**WHAT YOU NEED TO DO:** The records are set out below this line. Return exactly the lines from the one containing "of the metal" through the last, and exclude the pictures.

**** LISTED RECORDS

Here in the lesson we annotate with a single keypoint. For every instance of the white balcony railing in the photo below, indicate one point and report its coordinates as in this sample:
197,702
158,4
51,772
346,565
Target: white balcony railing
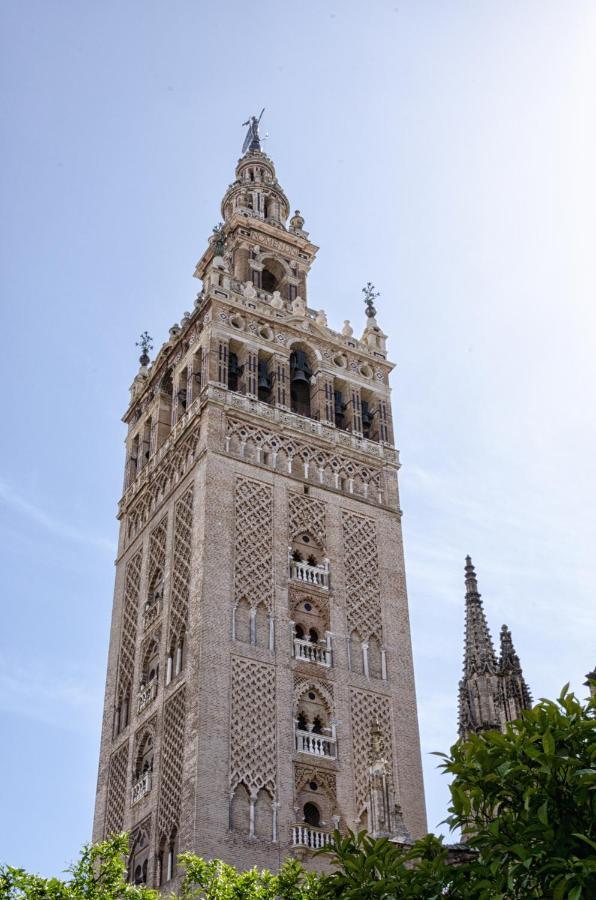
307,836
146,694
316,744
142,787
313,576
150,613
319,653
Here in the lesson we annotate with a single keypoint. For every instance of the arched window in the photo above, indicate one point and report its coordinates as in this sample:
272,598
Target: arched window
300,387
312,816
171,857
234,371
242,621
144,761
264,816
268,281
356,659
151,662
139,858
261,626
375,667
240,810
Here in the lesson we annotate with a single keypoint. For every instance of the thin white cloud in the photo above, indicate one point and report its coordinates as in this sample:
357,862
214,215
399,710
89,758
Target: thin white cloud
54,526
49,696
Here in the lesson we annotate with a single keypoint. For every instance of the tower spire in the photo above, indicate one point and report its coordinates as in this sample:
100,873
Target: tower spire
478,687
479,654
491,692
514,693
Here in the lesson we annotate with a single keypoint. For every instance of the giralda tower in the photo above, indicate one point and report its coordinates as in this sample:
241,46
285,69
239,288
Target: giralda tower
260,689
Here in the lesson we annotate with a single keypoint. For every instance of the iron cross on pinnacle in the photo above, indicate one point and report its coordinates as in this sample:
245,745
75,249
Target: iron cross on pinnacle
252,141
145,342
370,295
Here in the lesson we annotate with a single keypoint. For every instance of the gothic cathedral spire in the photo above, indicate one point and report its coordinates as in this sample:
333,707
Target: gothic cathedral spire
260,619
491,692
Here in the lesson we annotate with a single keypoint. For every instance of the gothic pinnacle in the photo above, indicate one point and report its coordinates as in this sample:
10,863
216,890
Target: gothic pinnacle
252,141
145,342
479,651
471,581
370,295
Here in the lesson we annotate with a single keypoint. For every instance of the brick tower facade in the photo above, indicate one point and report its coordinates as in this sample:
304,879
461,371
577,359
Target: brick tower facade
260,687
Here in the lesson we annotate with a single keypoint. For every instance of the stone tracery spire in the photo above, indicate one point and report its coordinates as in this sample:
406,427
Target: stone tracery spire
514,692
491,692
479,651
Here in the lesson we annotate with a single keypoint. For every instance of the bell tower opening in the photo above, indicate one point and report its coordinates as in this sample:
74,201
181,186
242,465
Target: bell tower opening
300,382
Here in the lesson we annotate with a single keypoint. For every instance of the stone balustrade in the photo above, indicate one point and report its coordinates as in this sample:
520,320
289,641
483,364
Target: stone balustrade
147,693
316,744
142,787
312,576
307,836
317,653
151,613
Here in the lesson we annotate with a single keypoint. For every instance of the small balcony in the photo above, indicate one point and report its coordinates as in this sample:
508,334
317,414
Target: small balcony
309,837
151,613
317,744
142,787
311,652
147,693
310,576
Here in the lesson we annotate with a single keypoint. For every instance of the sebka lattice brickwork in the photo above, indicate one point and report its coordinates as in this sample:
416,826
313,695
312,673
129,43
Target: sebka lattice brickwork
260,684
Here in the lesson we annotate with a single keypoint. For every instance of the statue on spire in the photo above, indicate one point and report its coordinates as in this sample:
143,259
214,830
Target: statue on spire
252,141
370,295
146,344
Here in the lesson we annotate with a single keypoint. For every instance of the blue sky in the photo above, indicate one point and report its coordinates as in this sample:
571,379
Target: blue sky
444,151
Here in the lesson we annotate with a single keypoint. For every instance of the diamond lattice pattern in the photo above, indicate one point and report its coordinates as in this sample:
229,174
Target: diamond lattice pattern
116,791
171,765
252,738
363,593
367,710
253,567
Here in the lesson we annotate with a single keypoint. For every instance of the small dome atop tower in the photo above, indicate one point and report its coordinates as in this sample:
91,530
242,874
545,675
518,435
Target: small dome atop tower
256,192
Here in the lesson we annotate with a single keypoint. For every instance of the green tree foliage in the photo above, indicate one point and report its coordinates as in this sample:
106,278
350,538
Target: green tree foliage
100,874
215,880
527,801
376,868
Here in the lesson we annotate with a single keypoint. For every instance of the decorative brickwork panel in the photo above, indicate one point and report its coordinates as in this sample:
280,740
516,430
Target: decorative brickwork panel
252,729
317,463
161,478
363,589
253,563
368,710
130,614
307,515
181,567
323,777
170,789
157,550
114,821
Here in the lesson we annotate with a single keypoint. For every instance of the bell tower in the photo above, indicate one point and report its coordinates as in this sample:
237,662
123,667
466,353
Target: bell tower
260,688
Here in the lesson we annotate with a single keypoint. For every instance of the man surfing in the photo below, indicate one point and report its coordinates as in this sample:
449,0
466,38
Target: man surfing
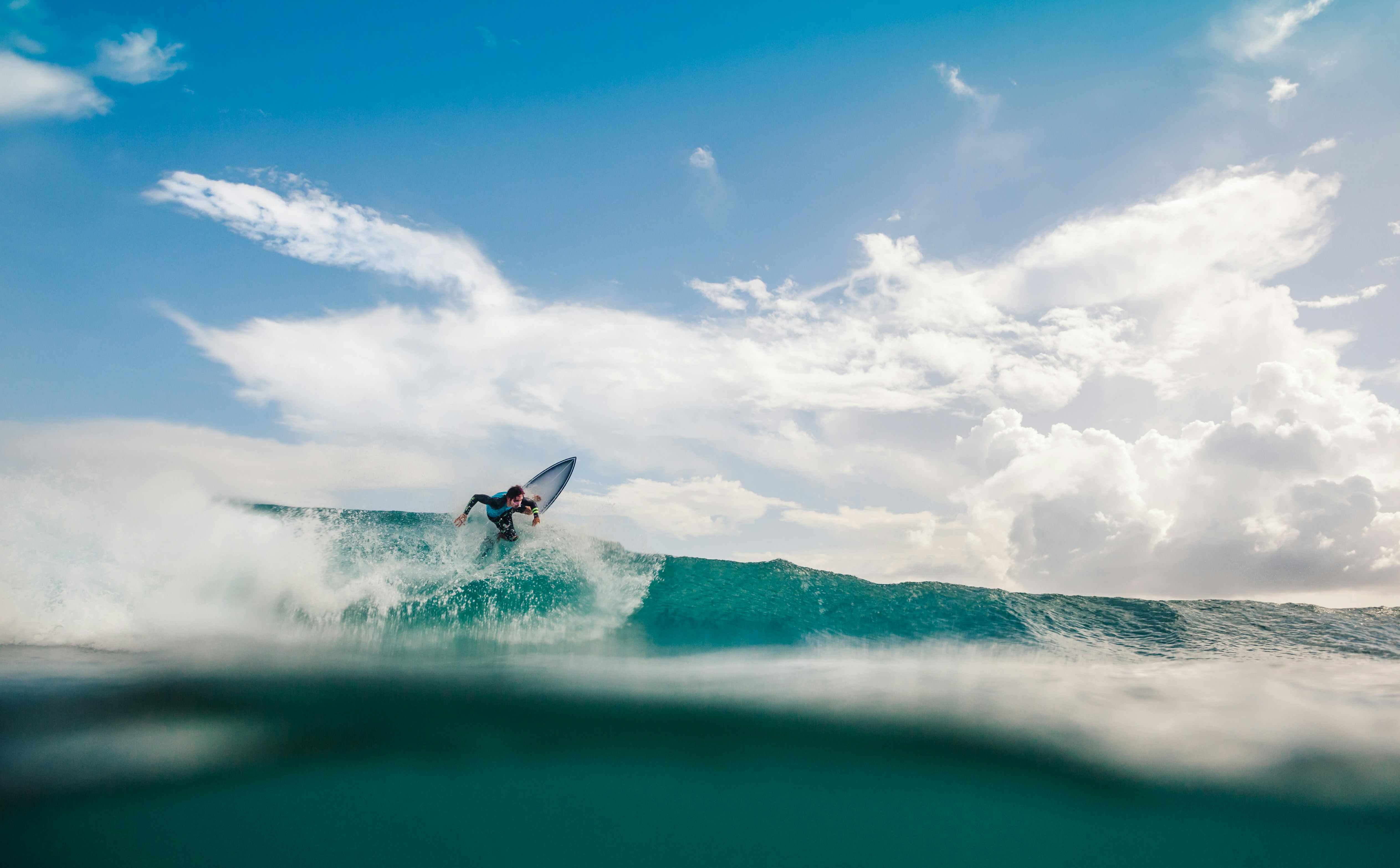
502,509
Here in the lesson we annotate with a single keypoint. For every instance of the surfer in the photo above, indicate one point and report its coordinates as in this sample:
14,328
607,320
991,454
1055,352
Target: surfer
502,509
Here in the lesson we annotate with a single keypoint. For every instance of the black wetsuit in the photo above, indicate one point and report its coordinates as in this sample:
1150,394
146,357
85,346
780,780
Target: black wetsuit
500,513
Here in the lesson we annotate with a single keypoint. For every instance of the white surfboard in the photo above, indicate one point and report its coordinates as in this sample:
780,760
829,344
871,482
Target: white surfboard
548,484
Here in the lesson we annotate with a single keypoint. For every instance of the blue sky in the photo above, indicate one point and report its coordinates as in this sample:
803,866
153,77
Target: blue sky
563,143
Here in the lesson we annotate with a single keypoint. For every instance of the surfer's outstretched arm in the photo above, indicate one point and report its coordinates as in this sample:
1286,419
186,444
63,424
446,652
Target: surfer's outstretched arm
530,507
496,503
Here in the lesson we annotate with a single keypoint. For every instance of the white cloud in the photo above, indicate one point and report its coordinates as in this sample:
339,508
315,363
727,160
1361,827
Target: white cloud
863,383
1336,302
1283,89
136,59
701,506
30,89
1262,29
951,76
1317,147
703,159
309,224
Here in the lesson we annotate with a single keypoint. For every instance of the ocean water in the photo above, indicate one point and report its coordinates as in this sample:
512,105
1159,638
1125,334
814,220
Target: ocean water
185,681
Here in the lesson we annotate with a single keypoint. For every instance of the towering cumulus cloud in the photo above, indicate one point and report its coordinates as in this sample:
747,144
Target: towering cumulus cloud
1217,447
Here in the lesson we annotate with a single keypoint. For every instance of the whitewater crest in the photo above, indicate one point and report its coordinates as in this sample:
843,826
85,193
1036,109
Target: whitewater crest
162,563
166,563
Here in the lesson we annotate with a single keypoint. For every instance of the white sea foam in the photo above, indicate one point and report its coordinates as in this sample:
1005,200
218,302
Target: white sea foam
86,562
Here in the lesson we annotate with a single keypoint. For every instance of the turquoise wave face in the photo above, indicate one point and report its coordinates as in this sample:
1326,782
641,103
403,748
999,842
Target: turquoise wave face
369,688
558,586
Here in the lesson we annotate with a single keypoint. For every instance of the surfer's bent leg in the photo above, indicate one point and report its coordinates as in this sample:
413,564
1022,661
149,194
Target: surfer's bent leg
507,527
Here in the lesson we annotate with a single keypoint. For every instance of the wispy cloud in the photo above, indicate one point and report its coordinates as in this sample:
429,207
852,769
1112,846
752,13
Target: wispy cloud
1336,302
1317,147
712,194
136,59
1282,90
953,78
30,89
1262,29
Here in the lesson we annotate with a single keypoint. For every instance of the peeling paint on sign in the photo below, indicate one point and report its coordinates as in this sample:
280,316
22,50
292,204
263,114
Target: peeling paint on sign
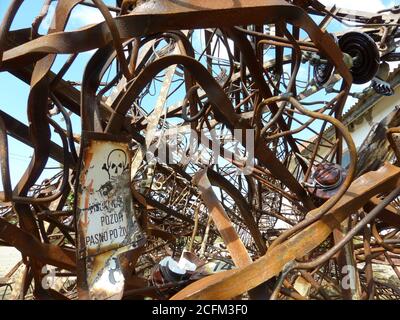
107,224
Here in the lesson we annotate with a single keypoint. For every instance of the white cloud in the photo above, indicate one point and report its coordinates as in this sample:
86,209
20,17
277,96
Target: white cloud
86,15
369,6
80,16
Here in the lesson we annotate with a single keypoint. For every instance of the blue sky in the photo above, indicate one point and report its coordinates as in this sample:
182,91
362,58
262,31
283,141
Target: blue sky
14,93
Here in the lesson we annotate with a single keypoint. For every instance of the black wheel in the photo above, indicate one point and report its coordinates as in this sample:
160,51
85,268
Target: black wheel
363,48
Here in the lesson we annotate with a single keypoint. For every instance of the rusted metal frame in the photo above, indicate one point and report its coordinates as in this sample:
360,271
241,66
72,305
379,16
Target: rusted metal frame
69,131
370,289
30,246
245,210
185,17
380,240
115,37
38,20
64,184
235,246
40,136
92,76
5,195
6,24
257,73
65,229
349,236
218,98
389,134
317,213
234,282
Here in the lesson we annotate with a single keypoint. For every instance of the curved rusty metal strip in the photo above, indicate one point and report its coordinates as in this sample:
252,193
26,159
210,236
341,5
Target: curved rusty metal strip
222,108
146,20
6,195
6,24
244,208
235,282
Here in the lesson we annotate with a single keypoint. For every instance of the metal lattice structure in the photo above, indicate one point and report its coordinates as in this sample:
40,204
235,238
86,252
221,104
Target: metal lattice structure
278,211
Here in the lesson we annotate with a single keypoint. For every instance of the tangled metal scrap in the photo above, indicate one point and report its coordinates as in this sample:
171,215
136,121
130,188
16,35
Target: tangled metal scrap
286,229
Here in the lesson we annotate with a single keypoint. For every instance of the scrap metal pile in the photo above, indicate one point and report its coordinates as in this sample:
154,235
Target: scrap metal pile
200,169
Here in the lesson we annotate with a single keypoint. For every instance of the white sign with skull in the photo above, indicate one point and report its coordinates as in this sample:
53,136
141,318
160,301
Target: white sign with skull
105,207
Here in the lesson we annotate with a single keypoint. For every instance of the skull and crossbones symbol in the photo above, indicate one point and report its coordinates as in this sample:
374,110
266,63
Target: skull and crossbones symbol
117,163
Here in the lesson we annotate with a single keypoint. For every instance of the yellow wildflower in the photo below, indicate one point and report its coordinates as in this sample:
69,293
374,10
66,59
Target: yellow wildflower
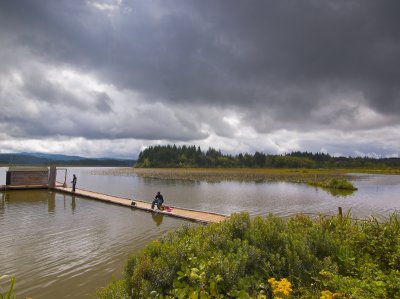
281,287
326,295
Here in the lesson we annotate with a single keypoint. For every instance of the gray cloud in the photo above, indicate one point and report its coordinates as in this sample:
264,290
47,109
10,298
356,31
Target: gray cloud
172,70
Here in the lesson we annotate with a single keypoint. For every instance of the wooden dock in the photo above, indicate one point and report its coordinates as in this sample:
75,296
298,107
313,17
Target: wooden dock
188,214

********

**RESPONSE TO THIS TASK:**
Here in the lesson we annotate with a single keypoint. For every instance of the metal lattice structure in the photo above, indicate one point and report its coordinates as in this sample:
40,204
235,238
86,252
221,104
Target: metal lattice structure
278,211
Here in the lesson we annotate with a single keypoint. For every instance of the tangled metal scrap in the photo above, indicate one point and report its coordinates as in this sample:
171,215
136,121
130,188
16,35
Target: tangled metal scrap
286,229
Here in the lesson we annotate with a single keypoint. For every instance of the scrap metal pile in the photo above, indicate one point and report its coordinates as in this sample:
154,235
Target: scrap metal pile
200,169
Here in the lesson we annotate with a single keypoint. For every instance of the white sign with skull in the photo above, indicate one point and report its coordinates as in this sample:
53,136
141,318
160,301
Target: white sign with skull
105,207
Here in the lesson we annotate with a single keypoint. For every instance of the skull and crossbones symbol in the photo above, indicate one point and report its coordinates as in this sample:
374,110
266,63
Target: skull and crossbones symbol
117,163
Here in the lesson we annotate with a single keypoint. For every instance of the yellow wildflower in the photo below, indicate one point and report its coordinates as in this sample:
69,293
374,10
66,59
Target: yellow wildflower
281,287
326,295
Here in the lesson we annotate with a single keypoint. For every instance of the gray cloud in the photo above, indicate one point and report its coordinates as in this sample:
264,290
47,109
10,298
356,31
Target: gray cloud
172,70
Here in the lesson we annotate with a single keypoint. For every instance of the wooden dock in the photo above, indicate one point and report its coordinates as in this sample:
75,296
298,107
313,17
Target: wooden dock
188,214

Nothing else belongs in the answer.